▸ Consegna: Secondo il brano da leggere, quali sono le due strategie che Israele utilizza oggi?

▸ Brano da leggere:
Questo permise all’esercito di uccidere civili ancor più efficacemente e
di presentarlo come risultato di pesanti combattimenti all’interno di
aree densamente popolate, un inevitabile risultato delle circostanze e non
delle politiche israeliane. Alla fine dell’estate arrivò ‘Nebbie
d’autunno’ che fu anche più efficace: il primo novembre Da ‘Prima Pioggia’ a ‘Nubi
d’autunno’ si può osservare una escalation in ogni parametro.
Il primo è la sparizione di ogni distinzione fra obiettivi civili e non civili:
l’uccidere senza senso ha trasformato la popolazione nel suo
complesso nell’obiettivo principale delle operazioni
dell’esercito. Il secondo è una escalation nei mezzi: uso di ogni
tipo di strumento per uccidere da parte dell’esercito Israeliano. Terzo,
l’escalation è diventata significativa nel numero dei caduti: in ogni
operazione e per ciascuna operazione futura un maggior numero di persone
probabilmente possono essere uccise e ferite. Infine, ed è la cosa più
importante, le operazioni diventano una strategia - il modo in cui Israele
intende risolvere il problema della striscia di Gaza. Un transfer (trasferimento) strisciante nella West
Bank e una politica di genocidio controllato nella striscia di Gaza sono le due
strategie che Israele utilizza oggi. Da un punto di vista elettorale quella a
Gaza è problematica nella misura in cui non raggiunge nessun risultato
tangibile; la West Bank sotto Abu Mazen sta cedendo alla pressione israeliana e
non c’è lì una forza significativa capace di bloccare la strategia
israeliana di annessione e di espropriazione. Ma Gaza continua a rispondere al fuoco.

▸ Record dei dati:
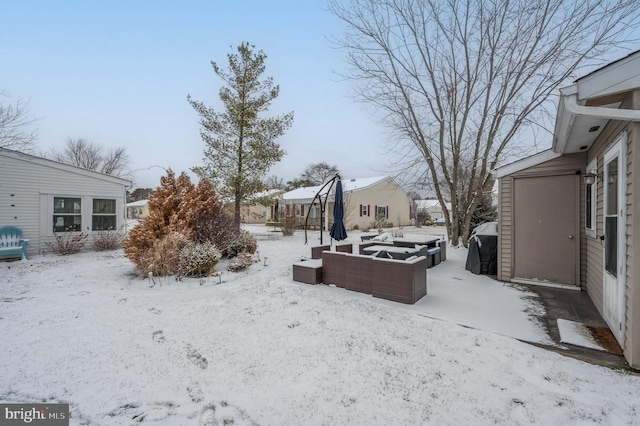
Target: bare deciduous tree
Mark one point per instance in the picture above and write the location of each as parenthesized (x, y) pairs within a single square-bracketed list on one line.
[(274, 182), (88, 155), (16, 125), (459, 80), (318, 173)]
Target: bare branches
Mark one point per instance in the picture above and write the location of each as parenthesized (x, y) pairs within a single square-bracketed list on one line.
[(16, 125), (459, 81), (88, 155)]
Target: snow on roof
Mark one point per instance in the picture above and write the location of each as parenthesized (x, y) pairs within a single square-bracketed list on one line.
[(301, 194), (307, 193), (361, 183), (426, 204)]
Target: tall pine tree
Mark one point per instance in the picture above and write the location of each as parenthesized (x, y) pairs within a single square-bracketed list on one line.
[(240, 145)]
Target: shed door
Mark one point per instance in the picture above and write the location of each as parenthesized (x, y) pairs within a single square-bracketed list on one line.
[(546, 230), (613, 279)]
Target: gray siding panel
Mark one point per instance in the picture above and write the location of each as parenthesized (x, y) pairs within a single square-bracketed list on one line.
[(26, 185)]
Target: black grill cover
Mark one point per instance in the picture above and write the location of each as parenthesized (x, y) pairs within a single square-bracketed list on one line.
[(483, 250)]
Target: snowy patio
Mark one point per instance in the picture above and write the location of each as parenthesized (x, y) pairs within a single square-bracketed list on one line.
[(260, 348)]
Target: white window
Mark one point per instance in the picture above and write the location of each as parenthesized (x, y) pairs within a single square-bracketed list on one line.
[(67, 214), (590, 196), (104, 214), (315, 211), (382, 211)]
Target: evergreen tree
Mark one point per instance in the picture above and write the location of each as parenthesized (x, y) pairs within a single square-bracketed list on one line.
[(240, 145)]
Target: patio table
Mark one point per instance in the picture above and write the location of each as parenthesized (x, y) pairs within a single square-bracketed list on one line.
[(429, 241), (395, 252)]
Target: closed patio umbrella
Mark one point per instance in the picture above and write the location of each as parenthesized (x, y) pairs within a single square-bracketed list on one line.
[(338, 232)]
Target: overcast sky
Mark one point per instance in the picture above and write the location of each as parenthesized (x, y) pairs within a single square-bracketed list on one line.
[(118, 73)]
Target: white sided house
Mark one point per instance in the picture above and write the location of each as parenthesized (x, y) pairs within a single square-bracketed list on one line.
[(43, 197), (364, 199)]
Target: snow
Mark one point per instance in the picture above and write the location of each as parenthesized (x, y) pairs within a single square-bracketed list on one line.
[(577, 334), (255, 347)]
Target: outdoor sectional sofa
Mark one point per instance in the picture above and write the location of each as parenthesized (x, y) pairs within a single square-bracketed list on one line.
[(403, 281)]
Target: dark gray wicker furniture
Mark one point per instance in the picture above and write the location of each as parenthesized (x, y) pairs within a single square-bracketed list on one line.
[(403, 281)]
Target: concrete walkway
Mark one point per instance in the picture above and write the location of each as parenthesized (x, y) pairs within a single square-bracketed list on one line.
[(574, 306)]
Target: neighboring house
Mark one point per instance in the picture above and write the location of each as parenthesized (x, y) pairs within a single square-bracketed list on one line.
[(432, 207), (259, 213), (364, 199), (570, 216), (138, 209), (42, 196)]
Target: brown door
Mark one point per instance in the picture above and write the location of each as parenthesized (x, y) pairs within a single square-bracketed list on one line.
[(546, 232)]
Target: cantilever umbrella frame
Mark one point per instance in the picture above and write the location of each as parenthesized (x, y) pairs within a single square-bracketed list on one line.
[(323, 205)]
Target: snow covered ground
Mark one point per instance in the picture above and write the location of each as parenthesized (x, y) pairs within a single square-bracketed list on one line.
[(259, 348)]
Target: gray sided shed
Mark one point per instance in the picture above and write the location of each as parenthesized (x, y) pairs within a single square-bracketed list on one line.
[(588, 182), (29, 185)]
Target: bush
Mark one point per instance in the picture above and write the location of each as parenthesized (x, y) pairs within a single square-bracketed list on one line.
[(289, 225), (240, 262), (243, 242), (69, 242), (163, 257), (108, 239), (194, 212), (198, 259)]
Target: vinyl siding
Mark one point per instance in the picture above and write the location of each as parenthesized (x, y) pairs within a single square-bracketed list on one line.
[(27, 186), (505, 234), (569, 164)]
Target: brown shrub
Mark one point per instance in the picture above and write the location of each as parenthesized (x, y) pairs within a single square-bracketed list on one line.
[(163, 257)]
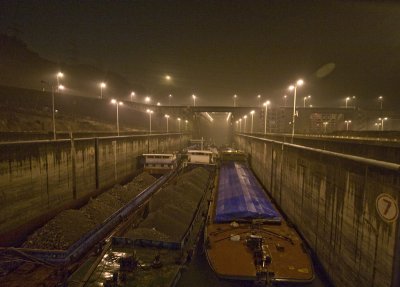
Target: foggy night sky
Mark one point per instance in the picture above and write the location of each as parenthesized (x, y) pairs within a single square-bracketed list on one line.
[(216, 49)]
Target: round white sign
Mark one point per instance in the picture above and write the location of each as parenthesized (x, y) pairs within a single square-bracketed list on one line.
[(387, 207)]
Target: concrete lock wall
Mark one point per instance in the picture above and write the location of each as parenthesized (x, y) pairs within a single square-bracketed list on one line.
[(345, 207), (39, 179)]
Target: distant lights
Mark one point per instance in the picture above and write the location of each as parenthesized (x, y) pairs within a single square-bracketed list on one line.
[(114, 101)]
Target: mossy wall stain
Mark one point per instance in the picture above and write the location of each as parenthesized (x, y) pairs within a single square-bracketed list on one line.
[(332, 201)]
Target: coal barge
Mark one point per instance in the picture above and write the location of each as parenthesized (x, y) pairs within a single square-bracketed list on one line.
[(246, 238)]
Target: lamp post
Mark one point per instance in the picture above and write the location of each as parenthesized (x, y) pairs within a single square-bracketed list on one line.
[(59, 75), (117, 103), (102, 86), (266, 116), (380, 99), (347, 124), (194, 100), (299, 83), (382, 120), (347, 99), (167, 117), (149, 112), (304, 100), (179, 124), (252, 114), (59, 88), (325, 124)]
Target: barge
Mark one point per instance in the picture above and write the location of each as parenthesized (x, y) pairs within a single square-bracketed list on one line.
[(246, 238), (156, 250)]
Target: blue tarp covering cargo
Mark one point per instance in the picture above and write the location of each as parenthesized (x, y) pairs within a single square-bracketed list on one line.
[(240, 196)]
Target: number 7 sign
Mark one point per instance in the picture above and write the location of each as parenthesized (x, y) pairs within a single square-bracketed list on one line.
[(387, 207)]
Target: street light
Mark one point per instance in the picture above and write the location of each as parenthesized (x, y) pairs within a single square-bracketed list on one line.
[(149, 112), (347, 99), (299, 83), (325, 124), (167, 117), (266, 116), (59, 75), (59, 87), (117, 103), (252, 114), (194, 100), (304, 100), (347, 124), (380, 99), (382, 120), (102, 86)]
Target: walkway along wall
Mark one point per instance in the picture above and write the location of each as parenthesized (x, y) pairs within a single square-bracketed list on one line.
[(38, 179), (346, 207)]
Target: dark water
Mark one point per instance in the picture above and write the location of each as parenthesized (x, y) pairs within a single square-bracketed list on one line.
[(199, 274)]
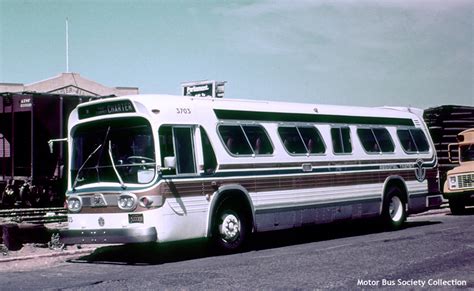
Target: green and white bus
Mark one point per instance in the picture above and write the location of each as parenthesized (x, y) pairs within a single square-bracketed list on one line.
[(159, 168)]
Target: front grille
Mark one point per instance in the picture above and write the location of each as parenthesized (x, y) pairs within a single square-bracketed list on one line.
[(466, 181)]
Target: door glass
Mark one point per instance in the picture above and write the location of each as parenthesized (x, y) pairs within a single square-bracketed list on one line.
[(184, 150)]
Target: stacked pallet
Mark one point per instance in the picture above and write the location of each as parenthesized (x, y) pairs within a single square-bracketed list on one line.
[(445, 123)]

▸ Risposta attesa: Un trasferimento strisciante nella West Bank e una politica di genocidio controllato nella striscia di Gaza.